WHAT IS EXPECTED: The listing below should be written out exactly; please include all of it.

DATASET ROWS:
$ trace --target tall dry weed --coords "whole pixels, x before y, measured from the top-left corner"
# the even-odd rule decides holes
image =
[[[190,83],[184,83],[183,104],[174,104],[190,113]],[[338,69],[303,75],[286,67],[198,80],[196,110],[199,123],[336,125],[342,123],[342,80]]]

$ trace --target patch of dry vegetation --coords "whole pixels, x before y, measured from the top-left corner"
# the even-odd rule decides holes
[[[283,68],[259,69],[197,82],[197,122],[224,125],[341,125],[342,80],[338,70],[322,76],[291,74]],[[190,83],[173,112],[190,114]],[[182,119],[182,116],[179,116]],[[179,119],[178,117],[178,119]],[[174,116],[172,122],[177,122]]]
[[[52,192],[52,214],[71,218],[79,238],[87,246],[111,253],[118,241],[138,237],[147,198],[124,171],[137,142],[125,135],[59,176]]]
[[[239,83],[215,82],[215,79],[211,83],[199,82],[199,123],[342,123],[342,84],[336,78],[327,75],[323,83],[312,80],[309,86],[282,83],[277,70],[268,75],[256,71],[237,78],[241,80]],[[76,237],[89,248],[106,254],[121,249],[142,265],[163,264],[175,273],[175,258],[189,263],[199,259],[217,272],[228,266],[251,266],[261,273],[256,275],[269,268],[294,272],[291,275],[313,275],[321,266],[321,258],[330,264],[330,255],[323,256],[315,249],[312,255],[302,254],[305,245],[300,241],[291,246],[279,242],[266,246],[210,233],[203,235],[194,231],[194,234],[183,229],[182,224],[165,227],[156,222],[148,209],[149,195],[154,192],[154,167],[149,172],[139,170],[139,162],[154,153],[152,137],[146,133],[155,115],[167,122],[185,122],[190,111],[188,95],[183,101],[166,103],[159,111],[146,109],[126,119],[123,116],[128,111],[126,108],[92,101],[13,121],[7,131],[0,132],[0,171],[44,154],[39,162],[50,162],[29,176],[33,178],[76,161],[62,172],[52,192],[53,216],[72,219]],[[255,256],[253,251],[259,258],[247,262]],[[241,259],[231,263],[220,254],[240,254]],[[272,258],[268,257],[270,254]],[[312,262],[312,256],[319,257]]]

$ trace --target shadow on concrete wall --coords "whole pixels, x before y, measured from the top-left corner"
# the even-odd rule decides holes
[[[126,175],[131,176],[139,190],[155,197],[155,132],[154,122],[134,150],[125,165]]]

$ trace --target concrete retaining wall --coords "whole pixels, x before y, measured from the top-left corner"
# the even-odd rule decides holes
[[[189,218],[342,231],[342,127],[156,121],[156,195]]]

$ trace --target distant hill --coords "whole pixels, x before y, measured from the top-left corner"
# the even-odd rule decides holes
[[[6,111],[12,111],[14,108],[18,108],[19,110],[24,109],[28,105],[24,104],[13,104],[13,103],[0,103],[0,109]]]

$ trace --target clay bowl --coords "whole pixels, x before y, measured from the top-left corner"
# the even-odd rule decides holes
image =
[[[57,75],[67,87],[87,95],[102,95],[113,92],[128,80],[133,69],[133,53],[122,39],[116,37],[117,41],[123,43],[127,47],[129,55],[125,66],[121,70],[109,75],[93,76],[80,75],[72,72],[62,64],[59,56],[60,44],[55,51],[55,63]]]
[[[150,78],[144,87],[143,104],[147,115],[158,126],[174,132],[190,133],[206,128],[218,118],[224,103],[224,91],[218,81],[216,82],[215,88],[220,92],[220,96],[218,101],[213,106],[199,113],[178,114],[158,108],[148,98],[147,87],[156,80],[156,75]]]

WRITTEN ANSWER:
$ trace --target tall dry weed --coords "whole pixels, x before y, measured from the top-left corner"
# the even-odd rule decides holes
image =
[[[190,83],[184,83],[183,104],[174,104],[190,113]],[[338,69],[303,75],[286,67],[198,80],[196,110],[199,123],[336,125],[342,123],[342,80]]]

$ trace --target patch of dry vegetation --coords "whole pixels, x before y, measured from the top-left corner"
# the even-odd rule decides holes
[[[283,68],[259,69],[197,82],[197,122],[224,125],[341,125],[342,80],[338,70],[322,76],[291,74]],[[190,83],[173,112],[190,114]],[[182,119],[182,116],[179,116]],[[179,119],[178,117],[178,119]],[[174,116],[172,122],[177,122]]]
[[[52,192],[52,214],[71,218],[79,238],[87,246],[111,253],[118,241],[138,237],[147,198],[124,171],[137,142],[125,135],[59,176]]]
[[[239,83],[215,82],[215,79],[211,83],[199,82],[199,123],[342,123],[342,84],[336,78],[327,75],[323,83],[312,80],[309,86],[282,83],[277,70],[268,75],[256,71],[237,78],[241,80]],[[76,237],[89,248],[106,254],[121,249],[142,265],[163,264],[175,273],[175,258],[189,263],[199,259],[217,272],[228,266],[251,266],[261,273],[256,275],[269,268],[294,272],[291,275],[313,275],[321,266],[321,258],[330,264],[330,255],[323,256],[315,249],[312,255],[302,254],[305,245],[300,241],[291,246],[279,242],[266,246],[210,233],[203,235],[194,231],[194,234],[183,229],[182,224],[165,227],[156,222],[148,209],[149,195],[154,192],[154,167],[149,172],[139,170],[139,162],[154,153],[152,137],[146,133],[155,115],[167,122],[185,122],[190,111],[188,95],[183,101],[166,103],[159,111],[146,109],[126,119],[123,116],[128,111],[126,108],[92,101],[13,121],[7,131],[0,132],[0,171],[44,154],[39,162],[50,162],[29,176],[33,178],[76,161],[62,172],[52,192],[53,216],[72,219]],[[255,256],[253,251],[259,258],[247,262]],[[241,259],[231,263],[220,254],[240,254]],[[272,258],[268,257],[270,254]],[[312,262],[312,256],[319,257]]]

$ trace --target shadow on concrete wall --coords "whole pixels, x before y, measured from the top-left corner"
# the even-odd rule decides holes
[[[126,175],[131,176],[139,190],[155,197],[155,132],[154,122],[134,150],[125,165]]]

$ trace --target concrete retaining wall --coords "whole pixels, x before y, measured from the top-left corner"
# the even-odd rule decides holes
[[[189,218],[342,231],[342,127],[156,121],[156,195]]]

$ trace --target distant hill --coords "whole pixels, x before y, measured from the top-left corner"
# the even-odd rule decides holes
[[[6,111],[12,111],[14,108],[18,108],[19,110],[24,109],[28,105],[24,104],[13,104],[13,103],[0,103],[0,109]]]

$ trace --target clay bowl --coords "whole pixels, x before y, measured from the top-left corner"
# the even-odd rule decides holes
image =
[[[57,75],[67,87],[87,95],[102,95],[113,92],[128,80],[133,69],[133,53],[122,39],[116,37],[117,41],[123,43],[127,47],[129,55],[125,66],[121,70],[109,75],[93,76],[80,75],[72,72],[62,64],[59,56],[60,44],[55,51],[55,63]]]
[[[150,78],[144,87],[143,104],[147,115],[158,126],[174,132],[190,133],[206,128],[218,118],[224,103],[224,91],[218,81],[216,82],[215,88],[220,92],[220,96],[218,101],[213,106],[199,113],[178,114],[158,108],[148,98],[147,87],[156,80],[156,75]]]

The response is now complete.